--- Required task ---
Look for the line containing "the black top" in the listing below. Retype that line and every subsequent line through the last one, and only those.

Items from a dataset
* * * * *

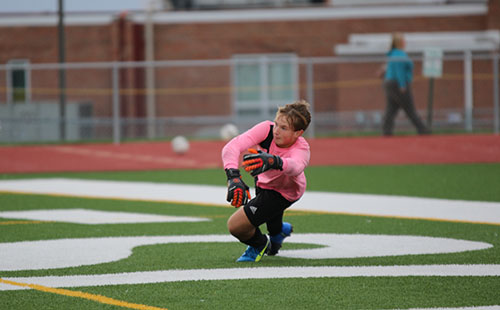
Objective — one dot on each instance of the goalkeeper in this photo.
(278, 167)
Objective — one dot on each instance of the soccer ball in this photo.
(180, 144)
(228, 131)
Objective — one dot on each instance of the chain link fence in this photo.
(120, 101)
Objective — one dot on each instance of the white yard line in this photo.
(74, 252)
(257, 273)
(357, 204)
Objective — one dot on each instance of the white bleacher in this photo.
(416, 42)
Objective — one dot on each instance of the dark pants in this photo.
(395, 99)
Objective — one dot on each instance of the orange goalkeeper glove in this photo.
(238, 192)
(258, 162)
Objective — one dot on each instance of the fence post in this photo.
(496, 116)
(310, 94)
(116, 104)
(469, 103)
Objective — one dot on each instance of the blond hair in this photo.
(297, 114)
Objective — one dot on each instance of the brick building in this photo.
(251, 40)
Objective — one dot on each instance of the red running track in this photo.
(206, 154)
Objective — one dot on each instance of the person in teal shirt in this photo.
(398, 76)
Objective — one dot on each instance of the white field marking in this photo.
(258, 273)
(356, 204)
(85, 216)
(64, 253)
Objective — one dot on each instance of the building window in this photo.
(18, 81)
(262, 83)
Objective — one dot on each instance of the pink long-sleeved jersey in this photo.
(291, 182)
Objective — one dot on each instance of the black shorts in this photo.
(267, 205)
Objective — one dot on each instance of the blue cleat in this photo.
(277, 240)
(252, 254)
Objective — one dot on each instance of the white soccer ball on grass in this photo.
(228, 131)
(180, 144)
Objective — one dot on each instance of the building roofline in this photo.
(253, 15)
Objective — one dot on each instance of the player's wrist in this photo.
(232, 173)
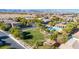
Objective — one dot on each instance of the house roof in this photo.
(60, 24)
(76, 35)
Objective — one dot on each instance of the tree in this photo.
(15, 31)
(70, 27)
(62, 38)
(54, 35)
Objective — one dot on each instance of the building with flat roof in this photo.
(72, 43)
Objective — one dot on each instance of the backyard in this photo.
(37, 38)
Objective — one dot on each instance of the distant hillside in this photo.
(41, 10)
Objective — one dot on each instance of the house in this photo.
(60, 25)
(72, 43)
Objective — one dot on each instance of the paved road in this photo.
(13, 41)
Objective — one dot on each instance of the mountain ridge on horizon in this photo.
(41, 10)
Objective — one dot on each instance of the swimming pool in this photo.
(54, 28)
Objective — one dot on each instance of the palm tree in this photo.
(62, 38)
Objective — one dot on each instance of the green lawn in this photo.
(37, 37)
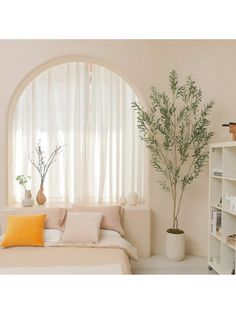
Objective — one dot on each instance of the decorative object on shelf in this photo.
(231, 239)
(232, 200)
(232, 129)
(132, 198)
(23, 180)
(217, 172)
(175, 130)
(42, 164)
(122, 200)
(216, 221)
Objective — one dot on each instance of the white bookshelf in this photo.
(221, 253)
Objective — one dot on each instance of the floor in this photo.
(159, 264)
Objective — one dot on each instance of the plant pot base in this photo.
(175, 246)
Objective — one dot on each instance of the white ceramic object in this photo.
(175, 246)
(122, 200)
(132, 198)
(28, 201)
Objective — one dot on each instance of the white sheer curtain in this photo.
(88, 108)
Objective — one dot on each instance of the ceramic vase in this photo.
(132, 198)
(175, 246)
(122, 200)
(28, 201)
(41, 198)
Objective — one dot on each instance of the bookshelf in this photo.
(222, 220)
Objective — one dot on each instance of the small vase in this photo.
(41, 198)
(28, 201)
(122, 200)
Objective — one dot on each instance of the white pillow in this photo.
(82, 227)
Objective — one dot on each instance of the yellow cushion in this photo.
(24, 231)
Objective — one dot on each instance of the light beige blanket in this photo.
(62, 257)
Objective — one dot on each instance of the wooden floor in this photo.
(159, 264)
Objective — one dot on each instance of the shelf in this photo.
(223, 178)
(221, 254)
(229, 179)
(216, 206)
(220, 269)
(216, 236)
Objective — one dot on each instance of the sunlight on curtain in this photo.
(87, 108)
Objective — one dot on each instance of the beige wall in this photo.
(144, 63)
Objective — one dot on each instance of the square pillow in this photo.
(54, 220)
(82, 227)
(112, 215)
(24, 231)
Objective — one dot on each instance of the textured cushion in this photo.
(24, 231)
(112, 215)
(54, 220)
(82, 227)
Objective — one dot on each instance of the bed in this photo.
(110, 255)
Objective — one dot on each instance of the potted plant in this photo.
(175, 130)
(42, 164)
(23, 180)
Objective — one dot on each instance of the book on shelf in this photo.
(217, 172)
(216, 218)
(231, 239)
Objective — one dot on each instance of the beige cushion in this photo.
(82, 227)
(112, 215)
(54, 220)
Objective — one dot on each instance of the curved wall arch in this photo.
(40, 69)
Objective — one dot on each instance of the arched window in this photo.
(88, 108)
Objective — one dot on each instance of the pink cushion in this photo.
(112, 215)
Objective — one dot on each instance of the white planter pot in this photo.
(122, 200)
(132, 198)
(175, 246)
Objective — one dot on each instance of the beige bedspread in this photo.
(63, 256)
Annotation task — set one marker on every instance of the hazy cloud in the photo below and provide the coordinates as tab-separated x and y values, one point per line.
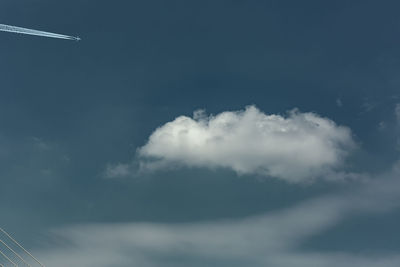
273	239
297	147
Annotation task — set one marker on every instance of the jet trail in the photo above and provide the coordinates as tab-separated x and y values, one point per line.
20	30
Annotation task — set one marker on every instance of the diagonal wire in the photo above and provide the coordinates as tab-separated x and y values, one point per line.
21	247
9	248
5	256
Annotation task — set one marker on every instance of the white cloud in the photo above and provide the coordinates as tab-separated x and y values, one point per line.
273	239
117	170
297	148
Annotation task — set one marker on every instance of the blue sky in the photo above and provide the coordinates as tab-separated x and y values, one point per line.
212	133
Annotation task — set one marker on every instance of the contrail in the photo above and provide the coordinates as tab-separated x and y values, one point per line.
14	29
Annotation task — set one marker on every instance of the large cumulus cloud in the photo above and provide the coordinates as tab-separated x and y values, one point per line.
297	147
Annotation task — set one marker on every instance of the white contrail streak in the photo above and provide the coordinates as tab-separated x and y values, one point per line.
20	30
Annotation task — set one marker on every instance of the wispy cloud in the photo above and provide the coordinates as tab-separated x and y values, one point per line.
273	239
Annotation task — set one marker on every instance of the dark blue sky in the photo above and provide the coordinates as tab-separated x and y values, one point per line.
70	109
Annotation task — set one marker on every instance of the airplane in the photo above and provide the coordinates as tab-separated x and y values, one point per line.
20	30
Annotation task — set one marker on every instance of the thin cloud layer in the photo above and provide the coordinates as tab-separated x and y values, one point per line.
297	148
273	239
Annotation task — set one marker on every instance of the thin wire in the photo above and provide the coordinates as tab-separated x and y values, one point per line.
4	243
5	256
19	245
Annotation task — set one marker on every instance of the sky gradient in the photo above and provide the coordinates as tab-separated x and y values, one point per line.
202	133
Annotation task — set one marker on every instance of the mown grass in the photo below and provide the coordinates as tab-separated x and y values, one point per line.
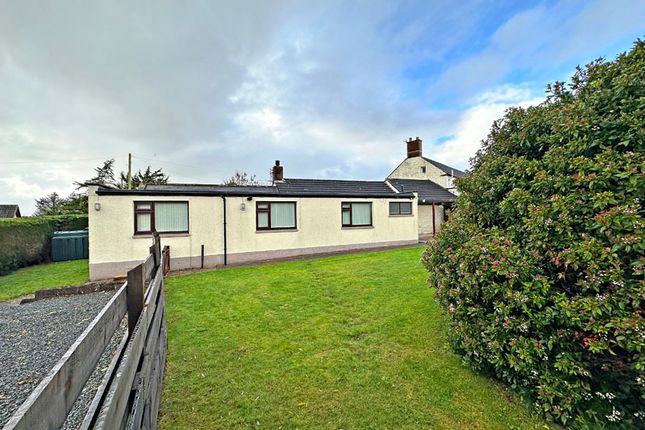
52	275
351	342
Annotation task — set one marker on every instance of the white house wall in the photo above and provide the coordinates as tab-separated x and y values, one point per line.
114	248
425	220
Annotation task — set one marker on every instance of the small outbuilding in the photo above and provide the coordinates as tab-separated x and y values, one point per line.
210	225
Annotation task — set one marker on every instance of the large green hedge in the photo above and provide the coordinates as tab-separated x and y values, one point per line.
27	241
541	266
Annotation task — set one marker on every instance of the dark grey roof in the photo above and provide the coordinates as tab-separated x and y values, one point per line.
288	187
9	211
446	169
428	190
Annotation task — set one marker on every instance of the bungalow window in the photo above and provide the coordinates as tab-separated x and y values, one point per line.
162	217
275	215
356	214
400	208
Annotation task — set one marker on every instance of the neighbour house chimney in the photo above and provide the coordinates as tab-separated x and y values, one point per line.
278	173
414	147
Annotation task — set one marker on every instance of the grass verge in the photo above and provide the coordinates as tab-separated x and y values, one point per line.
351	342
52	275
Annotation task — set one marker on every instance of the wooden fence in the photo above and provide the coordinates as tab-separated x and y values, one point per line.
129	393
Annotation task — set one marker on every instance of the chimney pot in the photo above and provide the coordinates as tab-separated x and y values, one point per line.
414	147
277	172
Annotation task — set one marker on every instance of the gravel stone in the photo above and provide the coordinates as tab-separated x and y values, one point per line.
34	336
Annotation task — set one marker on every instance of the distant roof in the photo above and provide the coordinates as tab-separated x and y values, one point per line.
288	187
446	169
428	190
9	211
334	186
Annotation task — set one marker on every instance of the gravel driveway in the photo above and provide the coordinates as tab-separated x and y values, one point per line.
34	336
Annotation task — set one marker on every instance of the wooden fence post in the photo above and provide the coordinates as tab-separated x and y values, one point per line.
134	293
155	248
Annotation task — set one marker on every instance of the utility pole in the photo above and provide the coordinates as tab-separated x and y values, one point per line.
129	171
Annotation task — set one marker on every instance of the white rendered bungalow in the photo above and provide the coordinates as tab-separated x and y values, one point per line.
209	226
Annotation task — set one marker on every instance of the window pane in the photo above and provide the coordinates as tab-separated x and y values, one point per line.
361	214
143	222
171	216
346	219
283	215
263	219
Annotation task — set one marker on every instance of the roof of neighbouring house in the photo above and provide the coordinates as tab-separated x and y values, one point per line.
285	188
9	211
451	171
428	191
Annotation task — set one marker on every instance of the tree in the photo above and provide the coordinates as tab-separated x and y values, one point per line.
541	267
51	204
76	203
241	179
147	177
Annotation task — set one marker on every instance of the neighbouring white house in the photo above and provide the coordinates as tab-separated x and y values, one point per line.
210	226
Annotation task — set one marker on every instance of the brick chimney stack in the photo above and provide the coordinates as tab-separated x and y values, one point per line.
278	173
414	147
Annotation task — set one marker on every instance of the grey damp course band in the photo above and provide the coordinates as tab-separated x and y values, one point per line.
90	287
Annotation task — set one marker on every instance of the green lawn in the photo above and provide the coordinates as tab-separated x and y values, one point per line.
52	275
349	342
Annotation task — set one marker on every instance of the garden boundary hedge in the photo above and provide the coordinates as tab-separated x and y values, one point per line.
27	241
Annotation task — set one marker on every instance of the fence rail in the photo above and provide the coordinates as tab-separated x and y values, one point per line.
129	394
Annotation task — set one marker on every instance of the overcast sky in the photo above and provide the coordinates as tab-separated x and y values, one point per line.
330	88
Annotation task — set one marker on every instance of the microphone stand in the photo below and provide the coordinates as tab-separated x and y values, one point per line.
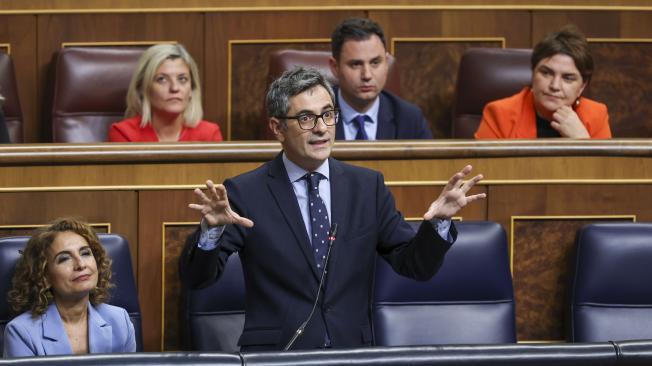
332	235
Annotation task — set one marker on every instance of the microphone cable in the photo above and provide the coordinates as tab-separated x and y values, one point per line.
332	235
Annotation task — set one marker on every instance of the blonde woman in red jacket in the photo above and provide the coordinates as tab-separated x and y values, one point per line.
562	66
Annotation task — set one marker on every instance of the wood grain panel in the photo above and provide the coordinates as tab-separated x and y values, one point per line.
19	31
432	88
156	208
129	5
622	82
542	257
173	320
53	30
249	83
224	27
428	71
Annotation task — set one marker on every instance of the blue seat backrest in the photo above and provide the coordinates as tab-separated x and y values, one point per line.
470	300
124	294
611	296
215	314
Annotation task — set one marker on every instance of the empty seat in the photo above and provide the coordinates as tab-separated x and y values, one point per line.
215	315
611	296
124	294
90	91
470	300
485	75
11	108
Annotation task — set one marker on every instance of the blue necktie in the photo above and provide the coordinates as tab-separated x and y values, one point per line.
359	121
318	219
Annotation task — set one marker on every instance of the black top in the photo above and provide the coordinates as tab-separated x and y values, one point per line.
544	129
4	134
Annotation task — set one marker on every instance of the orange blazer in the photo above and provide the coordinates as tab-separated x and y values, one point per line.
514	118
129	130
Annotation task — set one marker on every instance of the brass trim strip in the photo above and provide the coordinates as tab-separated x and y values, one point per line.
163	226
419	218
632	8
113	43
229	68
395	40
107	225
388	183
619	40
6	46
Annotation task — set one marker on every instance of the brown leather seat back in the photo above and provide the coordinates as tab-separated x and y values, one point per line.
90	91
11	108
485	75
284	60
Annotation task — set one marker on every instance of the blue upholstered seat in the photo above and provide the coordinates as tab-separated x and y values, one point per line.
215	314
611	296
124	294
470	300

* * * * *

--- Answer in full ---
Annotation task — set one marker on every instance of the black top in the photo above and provide the coordinates as tab-separated x and y values, one point per line.
544	129
4	134
Annotation task — set one marker on every instance of the orange blazer in the photo above and provide the coordinates as tab-separated x and y values, one point per line.
514	118
129	130
Annotation task — set one marker on every instance of the brass trim strip in the photo above and provide the coordinates as tab-separated x and y values, one point per line.
163	226
419	218
632	8
113	43
229	68
395	40
107	225
388	183
619	40
6	46
Annotation task — set one marker on every instance of the brown leather seat back in the photo above and provide the coordinates as tab-separated x and y values, one point per line.
90	91
11	108
485	75
284	60
Annotation task — set one marker on every instance of the blue upholstered seat in the photo above and provide the coordinates as tab-separated x and y values, one point per line.
215	314
611	296
124	294
470	300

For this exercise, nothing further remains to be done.